* SOURCE RECORDS:

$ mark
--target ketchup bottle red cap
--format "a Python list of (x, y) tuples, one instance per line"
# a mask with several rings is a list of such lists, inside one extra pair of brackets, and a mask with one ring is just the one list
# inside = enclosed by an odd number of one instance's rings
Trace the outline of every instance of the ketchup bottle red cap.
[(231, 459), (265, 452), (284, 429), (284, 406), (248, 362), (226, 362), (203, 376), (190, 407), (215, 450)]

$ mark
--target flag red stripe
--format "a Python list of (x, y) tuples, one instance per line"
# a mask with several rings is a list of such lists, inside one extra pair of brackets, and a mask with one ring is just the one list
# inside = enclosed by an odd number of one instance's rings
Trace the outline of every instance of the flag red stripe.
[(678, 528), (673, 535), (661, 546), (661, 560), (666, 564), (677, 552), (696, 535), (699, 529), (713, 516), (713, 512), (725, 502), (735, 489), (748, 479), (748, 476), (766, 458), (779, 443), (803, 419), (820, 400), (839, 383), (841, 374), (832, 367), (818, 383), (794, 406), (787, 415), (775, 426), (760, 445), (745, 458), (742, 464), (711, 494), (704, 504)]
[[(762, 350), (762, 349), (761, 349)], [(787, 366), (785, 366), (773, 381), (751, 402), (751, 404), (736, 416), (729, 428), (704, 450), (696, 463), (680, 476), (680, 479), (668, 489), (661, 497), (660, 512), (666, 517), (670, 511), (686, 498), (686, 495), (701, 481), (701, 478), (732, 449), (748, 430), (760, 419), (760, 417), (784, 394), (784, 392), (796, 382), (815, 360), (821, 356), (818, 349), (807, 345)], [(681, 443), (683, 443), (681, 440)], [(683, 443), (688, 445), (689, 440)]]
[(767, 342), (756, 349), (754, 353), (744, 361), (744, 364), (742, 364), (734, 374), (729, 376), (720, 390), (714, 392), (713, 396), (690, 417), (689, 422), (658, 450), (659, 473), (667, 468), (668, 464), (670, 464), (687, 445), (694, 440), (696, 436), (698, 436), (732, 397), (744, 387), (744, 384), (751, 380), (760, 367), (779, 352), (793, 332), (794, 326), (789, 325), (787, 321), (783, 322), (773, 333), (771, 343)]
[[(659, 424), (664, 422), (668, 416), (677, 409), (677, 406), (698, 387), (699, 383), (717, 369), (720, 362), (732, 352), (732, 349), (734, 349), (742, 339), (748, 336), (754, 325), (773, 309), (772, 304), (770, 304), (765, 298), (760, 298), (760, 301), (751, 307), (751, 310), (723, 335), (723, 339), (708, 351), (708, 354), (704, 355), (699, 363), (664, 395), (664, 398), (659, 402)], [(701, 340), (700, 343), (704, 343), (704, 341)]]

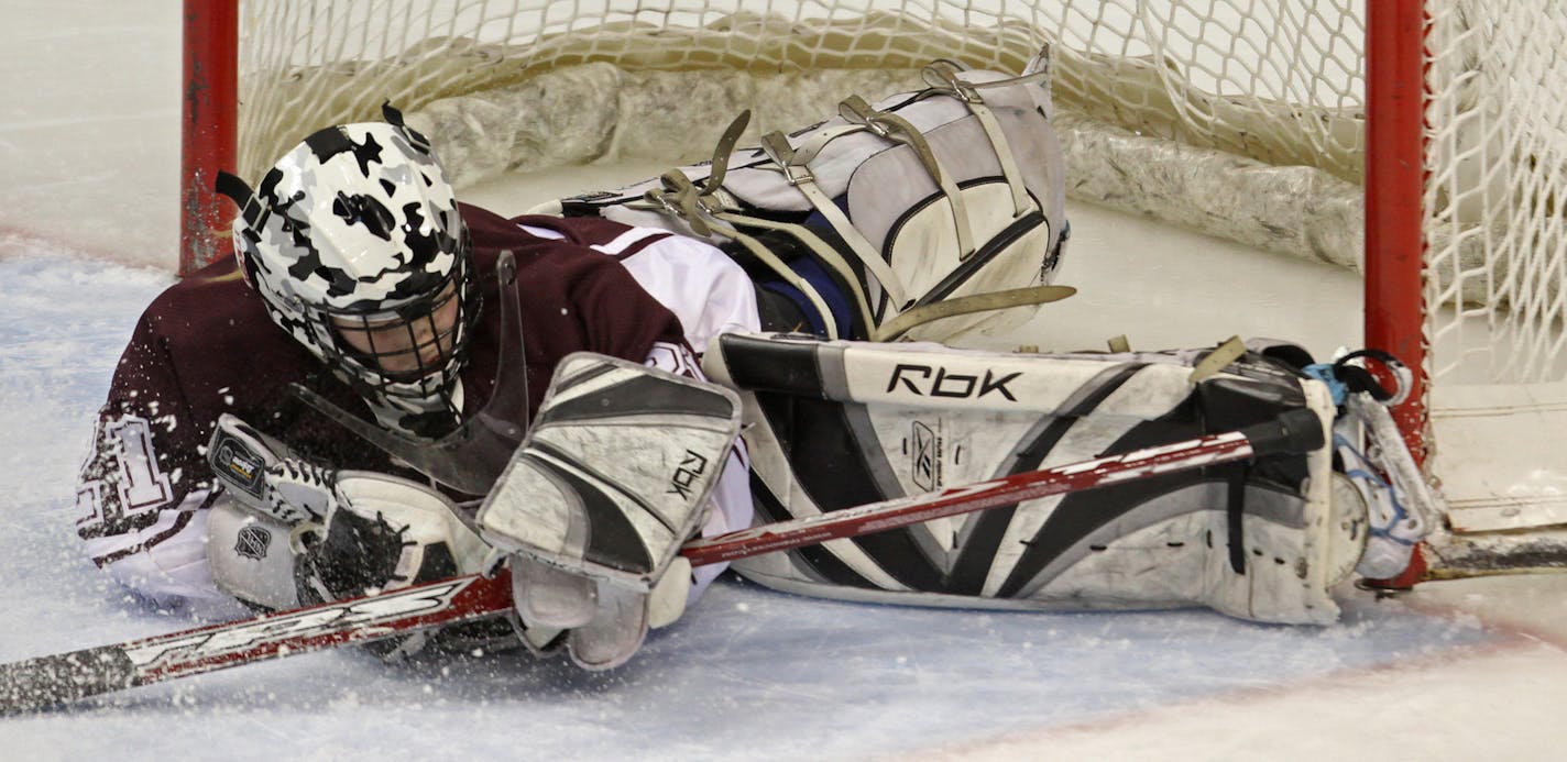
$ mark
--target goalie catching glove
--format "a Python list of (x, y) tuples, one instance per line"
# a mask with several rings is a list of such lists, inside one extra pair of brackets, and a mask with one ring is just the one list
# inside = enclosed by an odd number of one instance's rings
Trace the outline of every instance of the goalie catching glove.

* WHAT YOU NEED TO DO: Quote the data exactly, leaving every image out of the copy.

* ANSWER FOR THE TASK:
$ mark
--target ketchup bottle red cap
--format "a Python list of (x, y) tuples, one instance per line"
# a mask with several rings is a list of such lists, inside one extra pair of brackets, and a mask with one ring is just the one list
# inside = enclosed by an odd number of one instance's rings
Trace the outline of every instance of the ketchup bottle red cap.
[(231, 459), (265, 452), (284, 429), (284, 406), (248, 362), (226, 362), (203, 376), (190, 407), (215, 450)]

$ mark
--target flag red stripe
--format "a Python list of (x, y) tuples, one instance per line"
# a mask with several rings is a list of such lists, inside one extra pair of brackets, and a mask with one ring is just the one list
# inside = enclosed by an odd number of one instance's rings
Trace the outline of every instance of the flag red stripe.
[(678, 528), (673, 535), (661, 546), (661, 560), (666, 564), (677, 552), (696, 535), (699, 529), (713, 516), (713, 512), (725, 502), (735, 489), (748, 479), (748, 476), (766, 458), (779, 443), (803, 419), (820, 400), (839, 383), (841, 374), (832, 367), (818, 383), (794, 406), (787, 415), (775, 426), (760, 445), (745, 458), (742, 464), (711, 494), (704, 504)]
[[(762, 350), (762, 349), (761, 349)], [(787, 366), (785, 366), (773, 381), (751, 402), (751, 404), (736, 416), (729, 428), (704, 450), (696, 463), (680, 476), (680, 479), (668, 489), (661, 497), (660, 512), (666, 517), (670, 511), (686, 498), (686, 495), (701, 481), (701, 478), (732, 449), (748, 430), (760, 419), (760, 417), (784, 394), (784, 392), (796, 382), (815, 360), (821, 356), (818, 349), (807, 345)], [(681, 443), (683, 443), (681, 440)], [(683, 443), (688, 445), (689, 440)]]
[(767, 342), (756, 349), (754, 353), (744, 361), (744, 364), (742, 364), (734, 374), (729, 376), (720, 390), (714, 392), (713, 396), (690, 417), (689, 422), (658, 450), (659, 473), (667, 468), (668, 464), (670, 464), (687, 445), (694, 440), (696, 436), (698, 436), (732, 397), (744, 387), (744, 384), (751, 380), (760, 367), (779, 352), (793, 332), (794, 326), (789, 325), (787, 321), (783, 322), (773, 333), (771, 343)]
[[(659, 424), (664, 422), (668, 416), (677, 409), (677, 406), (698, 387), (699, 383), (717, 369), (720, 362), (732, 352), (732, 349), (734, 349), (742, 339), (748, 336), (754, 325), (773, 309), (772, 304), (770, 304), (765, 298), (760, 298), (760, 301), (751, 307), (751, 310), (723, 335), (723, 339), (708, 351), (708, 354), (704, 355), (699, 363), (664, 395), (664, 398), (659, 402)], [(701, 340), (700, 343), (704, 343), (704, 341)]]

$ mark
--target goalie catching glove
--format "a Python list of (x, y) tuples, one instance per line"
# a mask with several rings is a list of such lists, inside one extra pair of brackets, and a mask with one ring is just the one list
# inside = enclosed by an odd number of one instance's rings
Trace the outline of every instance of the goalie catching glove.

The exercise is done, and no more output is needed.